§ **WHAT IS EXPECTED**: Reproduce the listing below exactly. Pictures do not belong in the copy.

## BEGIN DATA FOR THIS TASK

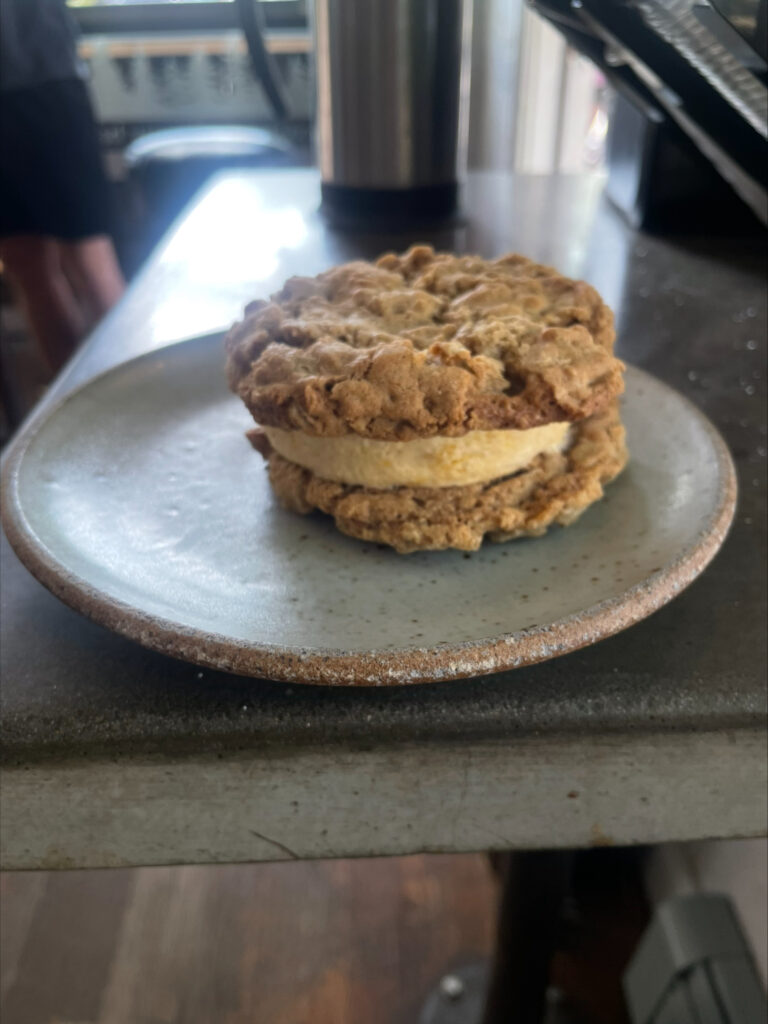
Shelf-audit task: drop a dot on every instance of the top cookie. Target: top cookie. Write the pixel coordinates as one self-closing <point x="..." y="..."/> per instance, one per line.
<point x="423" y="344"/>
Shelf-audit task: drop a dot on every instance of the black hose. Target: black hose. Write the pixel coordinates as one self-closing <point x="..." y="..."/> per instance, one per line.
<point x="261" y="60"/>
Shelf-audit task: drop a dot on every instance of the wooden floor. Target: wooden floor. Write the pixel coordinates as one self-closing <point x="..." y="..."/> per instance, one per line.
<point x="324" y="942"/>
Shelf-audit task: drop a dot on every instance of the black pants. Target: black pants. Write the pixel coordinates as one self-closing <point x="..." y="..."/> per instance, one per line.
<point x="51" y="176"/>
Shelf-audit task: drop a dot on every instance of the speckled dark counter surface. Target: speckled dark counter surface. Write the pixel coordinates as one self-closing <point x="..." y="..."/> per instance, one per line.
<point x="656" y="733"/>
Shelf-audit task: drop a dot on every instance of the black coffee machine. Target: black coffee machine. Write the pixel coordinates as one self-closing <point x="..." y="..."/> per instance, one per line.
<point x="687" y="147"/>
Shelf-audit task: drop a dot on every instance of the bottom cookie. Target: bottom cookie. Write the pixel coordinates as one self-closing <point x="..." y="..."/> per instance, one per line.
<point x="555" y="488"/>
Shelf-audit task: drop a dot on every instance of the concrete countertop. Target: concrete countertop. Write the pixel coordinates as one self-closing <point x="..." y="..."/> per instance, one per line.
<point x="116" y="755"/>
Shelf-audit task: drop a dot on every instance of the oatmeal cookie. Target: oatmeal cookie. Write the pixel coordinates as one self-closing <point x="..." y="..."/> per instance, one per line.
<point x="554" y="488"/>
<point x="429" y="400"/>
<point x="425" y="344"/>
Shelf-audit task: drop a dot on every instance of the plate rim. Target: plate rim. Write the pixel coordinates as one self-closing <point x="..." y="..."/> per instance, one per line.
<point x="374" y="668"/>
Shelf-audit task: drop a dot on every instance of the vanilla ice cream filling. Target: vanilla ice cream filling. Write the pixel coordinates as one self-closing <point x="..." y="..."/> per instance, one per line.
<point x="427" y="462"/>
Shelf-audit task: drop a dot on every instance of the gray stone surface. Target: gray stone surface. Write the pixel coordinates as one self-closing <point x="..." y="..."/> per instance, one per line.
<point x="77" y="698"/>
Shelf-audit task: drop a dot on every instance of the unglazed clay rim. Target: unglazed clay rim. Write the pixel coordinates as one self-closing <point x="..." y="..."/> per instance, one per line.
<point x="375" y="668"/>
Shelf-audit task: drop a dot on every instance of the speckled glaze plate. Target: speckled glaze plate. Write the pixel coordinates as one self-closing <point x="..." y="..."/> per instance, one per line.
<point x="138" y="502"/>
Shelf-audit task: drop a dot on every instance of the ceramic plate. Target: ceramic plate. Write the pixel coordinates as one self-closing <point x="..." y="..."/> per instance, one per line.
<point x="138" y="502"/>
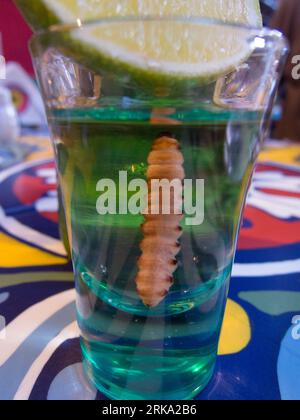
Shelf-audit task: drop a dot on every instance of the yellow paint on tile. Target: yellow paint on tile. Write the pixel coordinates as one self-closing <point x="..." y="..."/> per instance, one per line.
<point x="14" y="253"/>
<point x="236" y="331"/>
<point x="289" y="155"/>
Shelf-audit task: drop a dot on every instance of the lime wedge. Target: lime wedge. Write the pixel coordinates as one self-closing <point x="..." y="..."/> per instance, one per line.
<point x="44" y="13"/>
<point x="166" y="49"/>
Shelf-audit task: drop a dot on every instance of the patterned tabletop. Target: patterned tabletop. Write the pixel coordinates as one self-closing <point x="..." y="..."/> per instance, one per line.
<point x="260" y="344"/>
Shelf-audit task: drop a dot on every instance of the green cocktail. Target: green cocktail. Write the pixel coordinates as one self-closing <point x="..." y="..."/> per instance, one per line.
<point x="152" y="287"/>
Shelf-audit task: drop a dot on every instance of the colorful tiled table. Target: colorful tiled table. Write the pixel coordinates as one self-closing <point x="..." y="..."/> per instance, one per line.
<point x="260" y="345"/>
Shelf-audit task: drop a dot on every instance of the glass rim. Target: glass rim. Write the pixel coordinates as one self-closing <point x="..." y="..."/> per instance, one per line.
<point x="79" y="24"/>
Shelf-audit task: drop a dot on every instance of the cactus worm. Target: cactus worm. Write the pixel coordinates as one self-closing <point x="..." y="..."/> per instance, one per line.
<point x="161" y="231"/>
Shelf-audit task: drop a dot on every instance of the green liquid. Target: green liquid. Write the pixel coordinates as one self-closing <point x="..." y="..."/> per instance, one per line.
<point x="131" y="351"/>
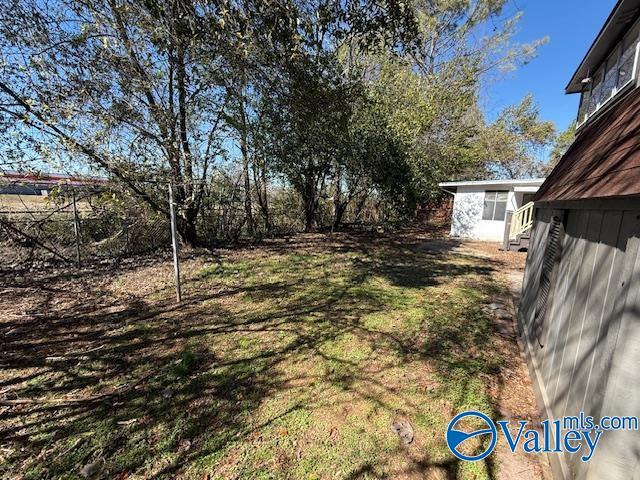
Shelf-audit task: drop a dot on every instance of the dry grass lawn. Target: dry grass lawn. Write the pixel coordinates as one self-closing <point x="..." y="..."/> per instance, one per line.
<point x="288" y="360"/>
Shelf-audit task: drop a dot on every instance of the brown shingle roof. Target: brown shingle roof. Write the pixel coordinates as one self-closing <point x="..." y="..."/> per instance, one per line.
<point x="604" y="160"/>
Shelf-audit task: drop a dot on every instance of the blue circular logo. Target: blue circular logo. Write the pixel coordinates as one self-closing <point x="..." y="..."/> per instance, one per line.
<point x="456" y="437"/>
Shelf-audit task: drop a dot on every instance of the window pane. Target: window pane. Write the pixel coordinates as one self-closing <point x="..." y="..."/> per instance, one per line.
<point x="584" y="102"/>
<point x="596" y="88"/>
<point x="487" y="213"/>
<point x="501" y="209"/>
<point x="610" y="76"/>
<point x="626" y="61"/>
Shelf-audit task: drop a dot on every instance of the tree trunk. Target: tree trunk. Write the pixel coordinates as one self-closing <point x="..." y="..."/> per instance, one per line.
<point x="248" y="209"/>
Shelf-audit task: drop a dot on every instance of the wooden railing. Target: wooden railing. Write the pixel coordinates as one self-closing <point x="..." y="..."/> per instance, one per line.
<point x="521" y="221"/>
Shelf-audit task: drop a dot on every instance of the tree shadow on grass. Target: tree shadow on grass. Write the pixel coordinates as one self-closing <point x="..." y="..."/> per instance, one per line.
<point x="141" y="385"/>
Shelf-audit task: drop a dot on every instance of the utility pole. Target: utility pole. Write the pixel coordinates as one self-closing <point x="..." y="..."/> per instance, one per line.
<point x="174" y="241"/>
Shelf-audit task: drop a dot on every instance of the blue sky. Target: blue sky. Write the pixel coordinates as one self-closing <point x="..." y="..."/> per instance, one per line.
<point x="571" y="26"/>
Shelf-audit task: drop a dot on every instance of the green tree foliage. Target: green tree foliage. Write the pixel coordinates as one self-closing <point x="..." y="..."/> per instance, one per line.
<point x="516" y="141"/>
<point x="562" y="143"/>
<point x="344" y="102"/>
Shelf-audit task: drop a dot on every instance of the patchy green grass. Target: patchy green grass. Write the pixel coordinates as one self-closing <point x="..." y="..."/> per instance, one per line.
<point x="288" y="361"/>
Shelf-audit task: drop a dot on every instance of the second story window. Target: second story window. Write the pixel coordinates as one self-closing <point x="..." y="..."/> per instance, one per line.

## END DATA FOR THIS TASK

§ **FULL OUTPUT**:
Shelf-audit task: drop a dot on every instance of the top cookie. Target: top cookie. Write the pixel coordinates as one self-closing <point x="..." y="..."/> per instance, one per line.
<point x="423" y="344"/>
Shelf-audit task: drop a dot on every instance of the black hose. Target: black hose. Write the pixel coordinates as one self-closing <point x="..." y="..."/> per instance, one per line.
<point x="261" y="60"/>
Shelf-audit task: drop a dot on every instance of the wooden floor. Target: wooden floor. Write the pixel coordinates as one self-closing <point x="..." y="..."/> per instance, one per line.
<point x="324" y="942"/>
Shelf-audit task: drop a dot on every instance of the black pants. Target: black pants. Write the pixel coordinates as one self-closing <point x="..." y="..."/> per instance, one per line.
<point x="51" y="176"/>
Shelf-audit task: drop a dot on every instance of the speckled dark counter surface. Target: speckled dark counter surface. Write the pixel coordinates as one self-closing <point x="..." y="..."/> per instance, one per line.
<point x="656" y="733"/>
Shelf-audit task: drop a dot on every instance of the black coffee machine. Target: black coffee machine. Write the pixel coordinates as one self-closing <point x="..." y="..."/> per instance, one per line.
<point x="687" y="147"/>
Shelf-audit task: drop a dot on every instance of the bottom cookie. Target: bottom cookie. Write the pixel coordinates as one self-closing <point x="..." y="..."/> per instance, one per line.
<point x="555" y="488"/>
Shelf-audit task: drop a dot on every instance of the concrete countertop. Target: concrete countertop. Write the pixel coordinates as one self-closing <point x="..." y="..."/> per instance, one per line.
<point x="116" y="755"/>
Shelf-audit task: drop a dot on every instance of the oatmeal cookie. Target: oatmeal cookie. Write the pixel coordinates as one self-closing <point x="..." y="..."/> per instance, one per line.
<point x="554" y="488"/>
<point x="429" y="400"/>
<point x="425" y="344"/>
Shelf-audit task: drop a dot on every instance of the plate rim. Target: plate rim. Write the pixel coordinates as one self-closing <point x="..." y="..."/> per instance, one per line.
<point x="374" y="668"/>
Shelf-audit task: drop a dot on every instance of the vanilla ice cream filling. Target: vanilla ice cream filling. Write the pixel coordinates as one self-closing <point x="..." y="..."/> per instance, one per line.
<point x="427" y="462"/>
Shelf-audit task: drop a dot on every instance of the gray stone surface. Target: gray stone surface. Write the pixel coordinates as one self-closing <point x="..." y="..."/> per instance, one per line.
<point x="77" y="698"/>
Shelf-audit task: drop a dot on every instance of the unglazed clay rim. Target: unglazed clay rim. Write the pixel coordinates as one self-closing <point x="..." y="..."/> per instance, one per line.
<point x="375" y="668"/>
Shelf-audit task: drop a dot on every instance of the speckled glaze plate. Target: speckled glaze plate. Write the pixel coordinates as one self-closing <point x="..." y="..."/> per instance, one per line.
<point x="138" y="502"/>
Shelf-audit task: drop a dot on every instance of the ceramic plate. Target: ceramic plate. Write the pixel coordinates as one self-closing <point x="..." y="..."/> per instance, one per line.
<point x="138" y="502"/>
Shelf-audit task: drop a dot on every instance of the yellow paint on tile. Target: yellow paint on tile. Write the pixel coordinates as one self-closing <point x="..." y="..."/> per instance, one per line.
<point x="14" y="253"/>
<point x="236" y="331"/>
<point x="289" y="155"/>
Shelf-audit task: drop a dot on every instance of the lime wedge. Target: lime wedge. Write the pixel coordinates as one self-closing <point x="..." y="..."/> per instance, one per line.
<point x="44" y="13"/>
<point x="166" y="49"/>
Shelf-audit task: drop a dot on every instance of the patterned tabletop. Target: patterned tabletop. Write the pixel coordinates as one self-closing <point x="..." y="..."/> per instance, one per line.
<point x="260" y="344"/>
Shelf-audit task: drop a dot on every instance of the green cocktail. Target: green cocktail. Write the pixel coordinates as one self-closing <point x="..." y="..."/> per instance, one per line.
<point x="152" y="287"/>
Shelf-audit task: drop a dot on every instance of the colorful tiled table. Target: colorful tiled table. Write the pixel coordinates as one self-closing <point x="..." y="..."/> per instance, one per line.
<point x="260" y="345"/>
Shelf-audit task: drop a dot on every instance of the glass rim. Target: glass rim. Write the pixel coordinates as one self-closing <point x="..." y="..."/> per instance, one per line.
<point x="79" y="24"/>
Shelf-audit task: drop a dot on every instance of the cactus worm. Target: cactus worm. Write the pixel coordinates as one self-closing <point x="..." y="..."/> per instance, one per line.
<point x="161" y="231"/>
Shelf-audit task: drop a dot on every instance of the green liquid. Target: green liquid. Write the pixel coordinates as one self-closing <point x="..." y="..."/> per instance, one per line.
<point x="131" y="351"/>
Shelf-audit task: drop a dot on every instance of the dry grass lawn. Target: dry grass lawn. Write the pixel coordinates as one self-closing <point x="..." y="..."/> per instance, one per line.
<point x="288" y="360"/>
Shelf-audit task: drop a dot on every instance of the brown shingle roof. Target: brown shingle roof. Write the pixel coordinates as one self-closing <point x="..." y="..."/> per instance, one per line.
<point x="604" y="160"/>
Shelf-audit task: drop a dot on every instance of the blue circular logo. Target: blue circular logo. Write the pixel coordinates as one self-closing <point x="..." y="..."/> per instance, one per line.
<point x="456" y="437"/>
Shelf-audit task: drop a dot on every instance of the window pane. Target: window pane. Write the pixel coordinates as one self-closing <point x="..." y="..."/> per instance, one per line.
<point x="584" y="102"/>
<point x="596" y="88"/>
<point x="487" y="213"/>
<point x="501" y="209"/>
<point x="610" y="76"/>
<point x="626" y="61"/>
Shelf-audit task: drop a dot on every instance of the tree trunk. Target: tree trunk. Write the pixel coordinates as one self-closing <point x="..." y="..."/> per instance, one per line.
<point x="248" y="209"/>
Shelf-audit task: drop a dot on every instance of the wooden railing. Target: wooden railing. Write the pixel coordinates as one self-closing <point x="..." y="..."/> per instance, one per line.
<point x="521" y="221"/>
Shelf-audit task: drop a dot on every instance of the tree shadow on grass. Target: tree shadow on grass. Write the pixel coordinates as one self-closing <point x="..." y="..."/> per instance, one per line.
<point x="141" y="385"/>
Shelf-audit task: drop a dot on every instance of the utility pole. Target: utility pole. Write the pixel coordinates as one self-closing <point x="..." y="..."/> per instance, one per line.
<point x="174" y="241"/>
Shelf-audit task: drop a dot on every instance of the blue sky. Target: blue sky. Write the pixel coordinates as one self-closing <point x="..." y="..."/> per instance, one per line.
<point x="571" y="26"/>
Shelf-audit task: drop a dot on every instance of the green tree foliage. Target: green tree foliage. Write the pixel coordinates as one self-closing <point x="..." y="..."/> per instance, one per line.
<point x="516" y="141"/>
<point x="562" y="143"/>
<point x="344" y="102"/>
Shelf-audit task: drop a dot on every instance of the patchy green grass. Target: patchy green grass. Write the pixel coordinates as one self-closing <point x="..." y="..."/> per instance, one per line.
<point x="288" y="361"/>
Shelf-audit task: drop a dot on every instance of the second story window. Target: second story window. Write the pixel coordinates as one self-closing <point x="..." y="..."/> per instance, one per line.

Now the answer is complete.